» **WHAT YOU NEED TO DO**
The listing below must be duplicated in full, with nothing altered.

- Opening Delimiter -

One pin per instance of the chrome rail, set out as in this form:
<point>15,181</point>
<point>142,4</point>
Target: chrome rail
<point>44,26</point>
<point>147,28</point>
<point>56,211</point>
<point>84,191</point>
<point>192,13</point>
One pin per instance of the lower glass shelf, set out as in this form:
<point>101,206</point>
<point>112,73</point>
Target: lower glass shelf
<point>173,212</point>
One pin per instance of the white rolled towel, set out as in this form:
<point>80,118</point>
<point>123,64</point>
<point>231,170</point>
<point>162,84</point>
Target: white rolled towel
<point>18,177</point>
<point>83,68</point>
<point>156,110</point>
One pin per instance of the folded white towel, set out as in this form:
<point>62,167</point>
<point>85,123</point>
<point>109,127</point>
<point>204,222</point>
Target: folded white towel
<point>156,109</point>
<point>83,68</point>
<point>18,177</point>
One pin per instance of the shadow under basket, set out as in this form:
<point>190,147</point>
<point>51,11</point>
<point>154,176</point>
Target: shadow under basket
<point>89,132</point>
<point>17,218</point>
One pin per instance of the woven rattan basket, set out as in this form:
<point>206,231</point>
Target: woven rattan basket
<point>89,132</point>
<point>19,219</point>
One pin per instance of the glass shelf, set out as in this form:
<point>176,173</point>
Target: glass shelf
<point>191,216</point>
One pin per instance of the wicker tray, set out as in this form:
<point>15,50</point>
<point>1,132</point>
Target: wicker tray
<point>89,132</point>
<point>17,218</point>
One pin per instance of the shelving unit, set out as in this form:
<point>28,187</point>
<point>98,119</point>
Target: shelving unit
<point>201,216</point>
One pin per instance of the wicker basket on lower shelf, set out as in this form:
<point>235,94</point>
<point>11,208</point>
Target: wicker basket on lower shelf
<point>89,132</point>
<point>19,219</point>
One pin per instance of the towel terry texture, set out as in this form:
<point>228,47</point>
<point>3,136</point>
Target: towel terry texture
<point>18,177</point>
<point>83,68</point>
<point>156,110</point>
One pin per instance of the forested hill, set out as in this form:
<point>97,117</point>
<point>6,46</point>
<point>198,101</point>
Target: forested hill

- Closing Delimiter -

» **EXERCISE RESULT**
One pin per instance of the chrome rail, set out as in this form:
<point>15,181</point>
<point>142,4</point>
Target: chrome rail
<point>44,26</point>
<point>147,28</point>
<point>56,211</point>
<point>84,191</point>
<point>192,13</point>
One pin per instance of the lower glass shelf, set out as in this form:
<point>101,206</point>
<point>112,73</point>
Target: lower glass shelf
<point>173,212</point>
One pin per instance of the white rolled towel, set out as in this form:
<point>80,118</point>
<point>123,64</point>
<point>231,170</point>
<point>162,84</point>
Target: white rolled towel
<point>18,177</point>
<point>83,68</point>
<point>156,110</point>
One pin per instance of the folded white towel, set out as in this form:
<point>62,167</point>
<point>85,123</point>
<point>109,127</point>
<point>204,222</point>
Target: folded white towel
<point>156,109</point>
<point>83,68</point>
<point>18,177</point>
One pin per instance of the shadow under basket, set out as in this form:
<point>190,147</point>
<point>51,11</point>
<point>154,176</point>
Target: shadow under basket
<point>89,132</point>
<point>17,218</point>
One pin per instance of the woven rattan basket, set out as in this form:
<point>206,231</point>
Target: woven rattan basket
<point>89,132</point>
<point>19,219</point>
One pin per instance of the glass shelf, set out as in this form:
<point>176,173</point>
Target: glass shelf
<point>191,216</point>
One pin per instance of the wicker tray, set out as in this form:
<point>15,50</point>
<point>1,132</point>
Target: wicker tray
<point>89,132</point>
<point>17,218</point>
One pin per instance of the shelving unit, set out as in this form:
<point>28,187</point>
<point>98,119</point>
Target: shelving unit
<point>201,216</point>
One pin per instance of the wicker basket on lower shelf, set out as in this form:
<point>235,94</point>
<point>11,208</point>
Target: wicker basket on lower shelf
<point>89,132</point>
<point>19,219</point>
One pin per instance of the towel terry texture, set out as in this form:
<point>228,47</point>
<point>3,136</point>
Target: towel terry texture
<point>18,177</point>
<point>83,68</point>
<point>156,110</point>
One pin per instance of the forested hill, set out as in this form:
<point>97,117</point>
<point>6,46</point>
<point>198,101</point>
Target: forested hill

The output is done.